■ WHAT IS EXPECTED ■
Arrange the data below as a numbered list, starting at its first line and ending after the line that contains "[(119, 56)]". Skip blank lines and leave out the pictures.

■ PROVIDED RECORDS ■
* Begin *

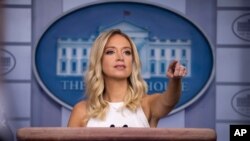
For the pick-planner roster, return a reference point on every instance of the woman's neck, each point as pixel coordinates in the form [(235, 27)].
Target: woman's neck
[(115, 90)]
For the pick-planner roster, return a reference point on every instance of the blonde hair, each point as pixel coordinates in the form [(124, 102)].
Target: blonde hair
[(96, 105)]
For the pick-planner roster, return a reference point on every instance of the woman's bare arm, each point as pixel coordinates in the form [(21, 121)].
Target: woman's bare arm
[(78, 115)]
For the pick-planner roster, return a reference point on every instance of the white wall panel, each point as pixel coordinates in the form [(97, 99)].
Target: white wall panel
[(224, 106), (232, 64), (179, 5), (17, 124), (18, 96), (225, 33), (22, 58), (233, 3), (17, 25)]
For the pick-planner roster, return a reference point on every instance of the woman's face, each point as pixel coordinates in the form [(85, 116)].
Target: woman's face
[(117, 58)]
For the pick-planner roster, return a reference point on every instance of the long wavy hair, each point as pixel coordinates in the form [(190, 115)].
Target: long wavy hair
[(96, 105)]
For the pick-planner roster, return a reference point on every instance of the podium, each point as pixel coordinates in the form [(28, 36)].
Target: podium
[(115, 134)]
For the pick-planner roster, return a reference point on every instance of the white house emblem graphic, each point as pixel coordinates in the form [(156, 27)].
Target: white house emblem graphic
[(155, 53)]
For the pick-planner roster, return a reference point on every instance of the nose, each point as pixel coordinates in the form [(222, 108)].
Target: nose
[(119, 56)]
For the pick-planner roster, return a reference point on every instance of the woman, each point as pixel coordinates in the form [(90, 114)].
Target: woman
[(117, 92)]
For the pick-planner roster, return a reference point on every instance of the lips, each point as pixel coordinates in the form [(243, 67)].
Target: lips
[(120, 66)]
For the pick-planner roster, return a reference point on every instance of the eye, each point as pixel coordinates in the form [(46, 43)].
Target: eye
[(109, 52), (128, 52)]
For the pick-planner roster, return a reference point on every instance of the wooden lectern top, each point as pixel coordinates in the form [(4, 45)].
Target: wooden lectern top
[(115, 134)]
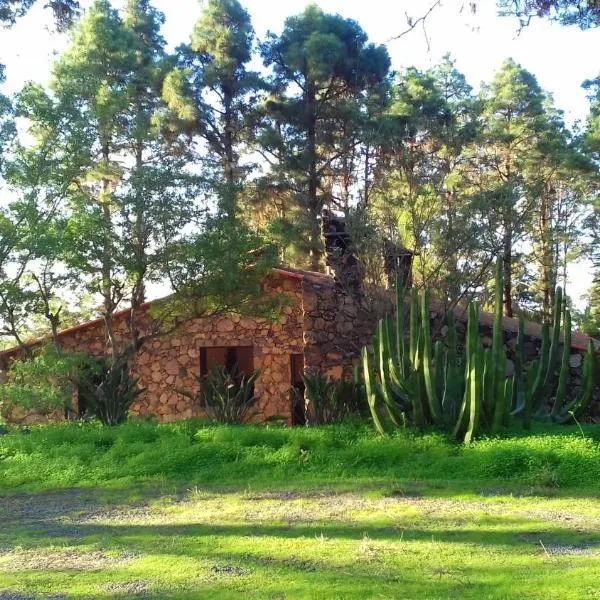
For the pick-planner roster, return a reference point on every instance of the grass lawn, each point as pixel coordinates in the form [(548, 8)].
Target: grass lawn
[(196, 511)]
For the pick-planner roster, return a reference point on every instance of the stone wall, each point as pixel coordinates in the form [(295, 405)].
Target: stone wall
[(171, 362), (531, 347), (337, 324)]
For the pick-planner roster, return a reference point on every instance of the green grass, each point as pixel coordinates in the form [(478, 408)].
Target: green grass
[(189, 510)]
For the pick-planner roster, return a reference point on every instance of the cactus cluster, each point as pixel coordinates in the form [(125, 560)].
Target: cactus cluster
[(412, 381)]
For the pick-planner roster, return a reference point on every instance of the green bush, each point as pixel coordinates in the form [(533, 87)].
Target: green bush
[(108, 390), (193, 452)]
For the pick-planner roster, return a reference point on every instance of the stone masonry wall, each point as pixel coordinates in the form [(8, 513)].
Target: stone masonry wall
[(531, 346), (168, 363), (337, 325)]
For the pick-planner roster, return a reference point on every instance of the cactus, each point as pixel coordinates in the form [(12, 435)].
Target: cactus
[(414, 381), (518, 396), (495, 407), (435, 402)]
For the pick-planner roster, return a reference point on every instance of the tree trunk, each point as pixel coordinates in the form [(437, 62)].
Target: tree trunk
[(507, 266), (228, 167), (107, 251), (314, 203)]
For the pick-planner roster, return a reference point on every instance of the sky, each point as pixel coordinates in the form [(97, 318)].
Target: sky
[(560, 57)]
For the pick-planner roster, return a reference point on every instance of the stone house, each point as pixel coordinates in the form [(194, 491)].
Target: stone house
[(323, 326)]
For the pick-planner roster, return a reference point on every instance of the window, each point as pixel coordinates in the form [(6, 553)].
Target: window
[(242, 356)]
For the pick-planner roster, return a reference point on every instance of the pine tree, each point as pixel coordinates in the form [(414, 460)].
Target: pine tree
[(319, 61)]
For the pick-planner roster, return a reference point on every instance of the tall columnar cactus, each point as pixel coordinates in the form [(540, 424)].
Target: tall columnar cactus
[(563, 379), (495, 404), (411, 380)]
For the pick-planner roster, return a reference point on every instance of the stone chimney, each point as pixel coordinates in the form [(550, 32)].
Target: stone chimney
[(338, 249)]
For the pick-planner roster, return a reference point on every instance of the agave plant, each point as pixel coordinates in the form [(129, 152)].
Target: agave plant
[(109, 391), (225, 394)]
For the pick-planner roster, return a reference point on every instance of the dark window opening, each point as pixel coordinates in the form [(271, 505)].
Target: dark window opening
[(298, 406), (241, 357)]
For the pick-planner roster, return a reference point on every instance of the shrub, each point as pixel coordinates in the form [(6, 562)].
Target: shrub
[(225, 394), (109, 391), (41, 385), (328, 401)]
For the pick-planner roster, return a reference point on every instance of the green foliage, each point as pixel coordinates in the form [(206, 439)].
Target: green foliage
[(427, 386), (323, 74), (226, 395), (42, 385), (85, 454), (328, 401), (109, 390)]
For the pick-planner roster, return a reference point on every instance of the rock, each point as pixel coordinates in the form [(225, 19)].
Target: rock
[(225, 325), (172, 367)]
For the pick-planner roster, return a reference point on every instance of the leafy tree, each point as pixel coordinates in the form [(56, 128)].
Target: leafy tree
[(126, 194), (64, 11)]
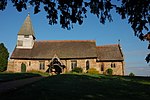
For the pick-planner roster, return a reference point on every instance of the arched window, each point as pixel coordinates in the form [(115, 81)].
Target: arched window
[(87, 65), (113, 65), (102, 67)]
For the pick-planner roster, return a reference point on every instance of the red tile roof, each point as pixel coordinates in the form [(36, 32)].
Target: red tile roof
[(109, 53), (63, 49)]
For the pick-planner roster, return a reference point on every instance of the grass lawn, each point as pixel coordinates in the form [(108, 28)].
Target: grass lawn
[(83, 87), (15, 76)]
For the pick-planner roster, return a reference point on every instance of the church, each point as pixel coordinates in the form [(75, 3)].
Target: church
[(61, 56)]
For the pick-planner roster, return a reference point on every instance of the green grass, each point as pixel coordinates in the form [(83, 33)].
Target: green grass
[(83, 87), (16, 76)]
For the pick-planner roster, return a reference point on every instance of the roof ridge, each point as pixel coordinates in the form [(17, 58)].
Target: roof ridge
[(107, 45), (65, 41)]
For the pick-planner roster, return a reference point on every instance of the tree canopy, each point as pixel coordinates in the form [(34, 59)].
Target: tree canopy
[(3, 57), (69, 12)]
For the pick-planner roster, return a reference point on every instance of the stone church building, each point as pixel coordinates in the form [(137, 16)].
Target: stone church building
[(62, 56)]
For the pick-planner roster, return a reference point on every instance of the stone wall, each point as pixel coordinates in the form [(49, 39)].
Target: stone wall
[(118, 69), (15, 65)]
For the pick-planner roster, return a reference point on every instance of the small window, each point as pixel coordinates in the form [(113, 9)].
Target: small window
[(102, 67), (113, 65), (42, 65), (20, 43), (26, 36), (73, 64), (87, 65), (29, 63)]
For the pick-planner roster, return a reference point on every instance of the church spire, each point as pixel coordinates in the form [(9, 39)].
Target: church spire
[(26, 28)]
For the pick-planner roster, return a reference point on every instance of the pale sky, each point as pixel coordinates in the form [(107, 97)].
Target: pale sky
[(134, 50)]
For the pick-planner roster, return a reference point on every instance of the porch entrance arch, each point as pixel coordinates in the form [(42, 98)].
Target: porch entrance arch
[(56, 66)]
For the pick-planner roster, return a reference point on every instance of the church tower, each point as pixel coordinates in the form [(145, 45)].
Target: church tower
[(26, 36)]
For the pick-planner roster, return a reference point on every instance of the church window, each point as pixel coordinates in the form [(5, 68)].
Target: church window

* End *

■ RESULT ■
1. For the pick-planner roster, return a reference point on every instance of the woman's neck, each point as pixel coordinates in the form [(235, 27)].
2. Target: woman's neck
3. [(115, 90)]
4. For the pick-planner roster, return a reference point on every instance of the blonde hair, each point as pixel coordinates in the form [(124, 102)].
5. Target: blonde hair
6. [(96, 105)]
7. For the pick-planner roster, return a reference point on every instance of the woman's bare arm, each point as pixel coordinates in the form [(21, 121)].
8. Target: woman's bare arm
9. [(78, 115)]
10. For the pick-planner roster, return a reference point on every instance of the white wall panel, each point as pixel coordinates in the form [(97, 99)].
11. Target: white wall panel
12. [(224, 106), (232, 64), (179, 5), (17, 124), (18, 96), (225, 33), (22, 58), (233, 3), (17, 25)]
13. For the pick-planner roster, return a reference point on every instance of the woman's face, each point as pixel coordinates in the form [(85, 116)].
14. Target: woman's face
15. [(117, 58)]
16. For the pick-planner roster, return a reference point on every instance of the long wavy hair, each point as pixel coordinates in the form [(190, 115)].
17. Target: long wavy hair
18. [(96, 105)]
19. For the pick-planner roster, return a reference point on every instance of the podium, each point as pixel coordinates in the form [(28, 36)].
20. Target: podium
21. [(115, 134)]
22. For the pick-planner roster, return a reference point on every instance of the white house emblem graphic, each point as pixel coordinates in the form [(156, 27)].
23. Target: white house emblem graphic
24. [(155, 53)]
25. For the pick-planner roster, return a reference point on every instance of the nose, each point as pixel coordinates in the form [(222, 108)].
26. Target: nose
27. [(119, 56)]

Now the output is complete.